== TASK MATERIAL

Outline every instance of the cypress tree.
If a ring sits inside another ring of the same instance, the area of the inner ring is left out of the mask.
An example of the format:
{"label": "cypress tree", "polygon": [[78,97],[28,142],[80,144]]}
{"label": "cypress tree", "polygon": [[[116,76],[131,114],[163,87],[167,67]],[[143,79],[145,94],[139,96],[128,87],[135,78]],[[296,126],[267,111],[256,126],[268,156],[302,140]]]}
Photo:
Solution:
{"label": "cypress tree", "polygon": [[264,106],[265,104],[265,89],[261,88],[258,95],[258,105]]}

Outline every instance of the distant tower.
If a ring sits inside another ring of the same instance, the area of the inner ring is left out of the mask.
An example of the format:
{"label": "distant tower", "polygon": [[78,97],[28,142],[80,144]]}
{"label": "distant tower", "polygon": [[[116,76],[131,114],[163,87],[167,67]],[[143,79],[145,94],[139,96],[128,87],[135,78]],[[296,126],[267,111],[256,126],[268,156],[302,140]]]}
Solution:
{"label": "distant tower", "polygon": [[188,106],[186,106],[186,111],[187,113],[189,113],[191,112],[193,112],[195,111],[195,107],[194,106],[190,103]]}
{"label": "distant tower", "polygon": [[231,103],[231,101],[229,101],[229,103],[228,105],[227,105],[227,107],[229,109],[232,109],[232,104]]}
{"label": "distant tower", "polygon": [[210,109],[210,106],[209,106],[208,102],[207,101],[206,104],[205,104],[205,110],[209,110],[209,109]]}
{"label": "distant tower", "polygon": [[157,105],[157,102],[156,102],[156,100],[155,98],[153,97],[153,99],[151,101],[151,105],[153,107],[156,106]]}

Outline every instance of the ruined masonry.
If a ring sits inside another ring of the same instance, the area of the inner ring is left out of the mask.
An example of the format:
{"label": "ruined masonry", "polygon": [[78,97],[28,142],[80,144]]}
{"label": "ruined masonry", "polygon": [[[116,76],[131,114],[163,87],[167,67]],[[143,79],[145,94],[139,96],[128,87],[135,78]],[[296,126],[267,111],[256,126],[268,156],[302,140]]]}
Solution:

====

* [INSTRUCTION]: Restate each of the entries above verbatim.

* [WRITTEN REPLY]:
Outline every instance of the cypress tree.
If a ring sits inside another ring of the same instance, the area of the inner ring is left out of the mask.
An example of the format:
{"label": "cypress tree", "polygon": [[78,97],[28,142],[80,144]]}
{"label": "cypress tree", "polygon": [[[116,76],[131,114],[163,87],[167,67]],[[143,79],[145,94],[139,96],[128,87],[135,78]],[[296,126],[267,111],[256,126],[268,156],[302,140]]]}
Photo:
Solution:
{"label": "cypress tree", "polygon": [[264,106],[265,104],[265,89],[261,88],[258,95],[258,105]]}

Outline every instance of the distant tower.
If a ring sits inside another ring of the same instance, the area of the inner ring is left out of the mask.
An example of the format:
{"label": "distant tower", "polygon": [[78,97],[28,142],[80,144]]}
{"label": "distant tower", "polygon": [[[116,76],[131,114],[163,87],[167,67]],[[143,79],[145,94],[139,96],[128,87],[135,78]],[[296,126],[267,111],[256,126],[268,156],[302,140]]]}
Solution:
{"label": "distant tower", "polygon": [[188,106],[186,106],[186,111],[187,113],[189,113],[191,112],[193,112],[195,111],[195,107],[194,106],[190,103]]}
{"label": "distant tower", "polygon": [[231,103],[231,101],[229,101],[229,103],[228,105],[227,105],[227,107],[229,109],[232,109],[232,104]]}
{"label": "distant tower", "polygon": [[210,109],[210,106],[209,106],[208,102],[207,101],[206,104],[205,104],[205,110],[209,110],[209,109]]}
{"label": "distant tower", "polygon": [[157,105],[157,102],[156,102],[156,100],[155,98],[153,97],[153,99],[151,101],[151,105],[153,107],[156,106]]}

Outline every instance of the ruined masonry.
If a ring sits inside another ring of the same instance, the area of the inner ring is left out of the mask.
An example of the format:
{"label": "ruined masonry", "polygon": [[78,97],[28,142],[80,144]]}
{"label": "ruined masonry", "polygon": [[[116,76],[131,114],[163,87],[167,67]],[[143,79],[145,94],[139,96],[128,87],[135,78]],[[296,126],[267,111],[256,126],[268,156],[302,140]]]}
Solution:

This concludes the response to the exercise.